* SET TASK *
What follows is a set of records, each of which is to be written out exactly.

* DATASET EXTRACT *
..............................
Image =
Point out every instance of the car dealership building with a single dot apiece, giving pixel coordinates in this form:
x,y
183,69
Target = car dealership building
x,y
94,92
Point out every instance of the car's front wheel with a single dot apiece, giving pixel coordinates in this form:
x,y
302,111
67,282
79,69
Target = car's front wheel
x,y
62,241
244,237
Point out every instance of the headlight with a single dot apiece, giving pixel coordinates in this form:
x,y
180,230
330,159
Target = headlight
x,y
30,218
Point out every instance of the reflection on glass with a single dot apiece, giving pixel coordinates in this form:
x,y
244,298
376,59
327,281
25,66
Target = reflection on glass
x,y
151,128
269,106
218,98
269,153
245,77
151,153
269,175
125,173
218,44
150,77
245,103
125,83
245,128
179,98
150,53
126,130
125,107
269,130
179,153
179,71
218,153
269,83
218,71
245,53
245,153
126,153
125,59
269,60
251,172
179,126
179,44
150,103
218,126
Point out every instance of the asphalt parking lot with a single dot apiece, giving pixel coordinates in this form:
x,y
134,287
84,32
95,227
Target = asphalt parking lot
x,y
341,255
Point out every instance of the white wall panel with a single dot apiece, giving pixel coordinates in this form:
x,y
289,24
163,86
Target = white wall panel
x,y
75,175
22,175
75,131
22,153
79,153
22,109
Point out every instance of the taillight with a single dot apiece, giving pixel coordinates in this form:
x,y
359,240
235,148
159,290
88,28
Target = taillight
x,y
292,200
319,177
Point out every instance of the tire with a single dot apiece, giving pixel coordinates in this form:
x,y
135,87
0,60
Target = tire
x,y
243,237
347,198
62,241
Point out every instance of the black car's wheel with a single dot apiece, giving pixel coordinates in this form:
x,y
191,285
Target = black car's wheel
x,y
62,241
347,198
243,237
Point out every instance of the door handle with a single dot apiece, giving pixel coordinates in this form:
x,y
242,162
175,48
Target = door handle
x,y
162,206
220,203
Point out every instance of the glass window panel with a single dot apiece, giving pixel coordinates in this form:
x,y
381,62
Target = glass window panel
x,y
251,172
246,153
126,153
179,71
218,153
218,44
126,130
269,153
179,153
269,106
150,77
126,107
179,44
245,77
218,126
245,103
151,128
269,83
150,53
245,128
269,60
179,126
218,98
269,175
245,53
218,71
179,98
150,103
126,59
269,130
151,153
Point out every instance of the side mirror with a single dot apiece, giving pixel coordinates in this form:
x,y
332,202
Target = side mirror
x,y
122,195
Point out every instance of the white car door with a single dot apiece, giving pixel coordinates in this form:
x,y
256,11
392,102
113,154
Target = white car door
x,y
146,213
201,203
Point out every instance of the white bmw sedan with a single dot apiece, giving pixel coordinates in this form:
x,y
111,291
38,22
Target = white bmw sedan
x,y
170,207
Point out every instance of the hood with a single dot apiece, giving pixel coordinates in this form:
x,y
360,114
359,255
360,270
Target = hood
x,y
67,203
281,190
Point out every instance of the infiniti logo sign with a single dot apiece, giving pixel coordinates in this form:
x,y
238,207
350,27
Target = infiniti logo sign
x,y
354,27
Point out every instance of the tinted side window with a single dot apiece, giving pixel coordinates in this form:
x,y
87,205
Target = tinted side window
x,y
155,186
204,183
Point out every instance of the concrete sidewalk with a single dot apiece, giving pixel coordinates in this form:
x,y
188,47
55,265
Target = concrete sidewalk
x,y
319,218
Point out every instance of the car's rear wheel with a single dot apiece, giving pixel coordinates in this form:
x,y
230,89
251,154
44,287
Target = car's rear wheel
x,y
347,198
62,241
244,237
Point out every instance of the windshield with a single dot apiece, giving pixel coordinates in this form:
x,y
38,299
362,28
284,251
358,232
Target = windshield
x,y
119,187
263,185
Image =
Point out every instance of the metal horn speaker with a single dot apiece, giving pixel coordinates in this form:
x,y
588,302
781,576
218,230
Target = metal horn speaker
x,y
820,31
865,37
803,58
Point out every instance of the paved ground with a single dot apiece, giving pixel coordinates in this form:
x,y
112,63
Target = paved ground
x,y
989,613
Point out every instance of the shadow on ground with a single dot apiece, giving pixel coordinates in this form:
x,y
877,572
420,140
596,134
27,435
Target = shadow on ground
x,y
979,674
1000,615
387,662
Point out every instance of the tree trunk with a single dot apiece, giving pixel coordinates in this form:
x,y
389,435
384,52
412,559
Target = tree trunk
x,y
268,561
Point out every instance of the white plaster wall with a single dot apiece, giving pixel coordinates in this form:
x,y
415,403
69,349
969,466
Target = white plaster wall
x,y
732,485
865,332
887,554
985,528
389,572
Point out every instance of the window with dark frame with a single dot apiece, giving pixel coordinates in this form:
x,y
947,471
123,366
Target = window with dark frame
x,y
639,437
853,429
..............................
* SOLUTION FOR THIS EXERCISE *
Image =
Point out every instance of the car dealership building with a single dot apiece, giving pixel coordinates in this form:
x,y
183,69
Target = car dealership building
x,y
94,92
Point out every instance of the car's front wheel with a single dot apiece, giving pixel coordinates in this form:
x,y
302,111
67,282
79,69
Target = car's front wheel
x,y
62,241
244,237
Point out every instance of the headlight with a single dot apiece, giving pixel coordinates in this form:
x,y
180,230
330,159
Target = headlight
x,y
30,218
Point out every instance of the reflection on glass with a single dot apiece, giving pixel coordinates in this form:
x,y
244,298
376,59
327,281
25,66
Target = reflection on glass
x,y
151,128
269,106
218,98
269,153
245,77
151,153
269,175
125,173
218,44
150,77
245,103
125,83
245,128
179,98
150,53
126,130
125,107
269,130
179,153
179,71
218,153
269,83
218,71
245,53
245,153
126,153
125,59
269,60
251,172
179,126
179,44
150,103
218,126
Point out every instance of the asphalt parking lot with a single dot apiece, giving pixel coordinates in this form:
x,y
134,287
84,32
95,227
Target = asphalt parking lot
x,y
341,255
Point out every instance of the white wall panel with a single dot apiece, giving pixel coordinates in this form:
x,y
289,24
163,86
Target = white wall panel
x,y
75,175
22,175
75,131
22,153
79,153
22,109
Point out every instance of the taillight with a single dot apiece, giving pixel coordinates in this form:
x,y
359,240
235,148
159,290
88,28
Target = taillight
x,y
292,200
319,177
Point out every instance of the tire with a single dot apiece, giving pixel coordinates in this form:
x,y
135,87
0,60
Target = tire
x,y
243,237
347,198
62,241
Point out every instance of the black car's wheel with a single dot apiece, giving pixel coordinates in this form:
x,y
191,285
Target = black car's wheel
x,y
62,241
347,198
243,237
Point out every instance of the door handle with a single dot apiece, giving pixel coordinates in this form:
x,y
242,162
175,48
Target = door handle
x,y
162,206
220,203
Point out every instance of the glass window panel with a single dot apiece, giving pixel coordinates in this form:
x,y
381,62
Target = glass window panel
x,y
251,172
246,153
126,153
179,71
218,153
218,44
126,130
269,153
179,153
269,106
150,77
126,107
179,44
245,77
218,126
245,103
151,128
269,83
150,53
245,128
269,60
179,126
218,98
269,175
245,53
218,71
179,98
150,103
126,59
269,130
151,153
Point out every instance of the side mirror with a single dot apiece, giving pixel coordinates in this form:
x,y
332,202
Target = side mirror
x,y
122,195
Point out every instance of the white car door with a single dot apiece, giving pixel coordinates in this form:
x,y
256,11
392,102
113,154
Target = white car door
x,y
146,213
201,203
Point out every instance of the white bmw sedan with a single dot apiece, giving pixel coordinates in this form:
x,y
111,291
38,22
Target = white bmw sedan
x,y
170,207
Point out every instance of the hood with a single dot apiece, giving pixel coordinates in this form:
x,y
360,114
359,255
360,270
Target = hood
x,y
67,203
281,190
Point out every instance of the infiniti logo sign with a single dot apiece, giving pixel coordinates in this form:
x,y
238,207
350,27
Target = infiniti logo sign
x,y
354,27
Point out every instance of the tinted side window with a single dot apiece, giving pixel coordinates in this form:
x,y
87,205
Target = tinted side window
x,y
155,186
204,183
Point out every instance of the concrete sidewalk with a single dot apiece, giving pixel coordinates in this form:
x,y
188,47
55,265
Target = concrete sidewalk
x,y
319,218
Point out every instance of the car's rear wheel with a single dot apiece, giving pixel coordinates in this form:
x,y
230,89
251,154
44,287
Target = car's rear wheel
x,y
347,198
62,241
244,237
Point out every instance of the windshield with a single dot apiece, giving pixel coordinates in this form:
x,y
38,299
362,28
284,251
358,232
Target = windshield
x,y
119,187
263,185
Image =
Point out every instance of the metal horn speaker with a single dot apiece, giving pixel coordinates in this form:
x,y
588,302
781,576
218,230
Target = metal horn speaker
x,y
820,31
865,37
803,58
Point out every instance of the paved ground with a single dot apiece, giving pixel coordinates in this form:
x,y
112,63
Target = paved ground
x,y
989,613
Point out every instance of the shadow on ground with a single dot apiece, giving pixel coordinates in this form:
x,y
877,572
420,140
596,134
27,435
Target = shadow on ground
x,y
979,674
1000,615
387,662
Point out every instance of the tree trunk with a single dot apiece, giving pixel coordinates in this form:
x,y
389,435
384,52
412,559
Target = tree trunk
x,y
268,561
Point out every instance of the white plaster wall with a single dot apiece, giving pixel coordinates in this form:
x,y
415,403
69,349
969,466
Target = white plaster wall
x,y
732,485
865,332
887,554
985,528
389,572
Point out every instance of the window with dark frame with a single dot apiece, giving pixel coordinates in this form:
x,y
947,471
123,366
Target = window with dark frame
x,y
639,437
853,429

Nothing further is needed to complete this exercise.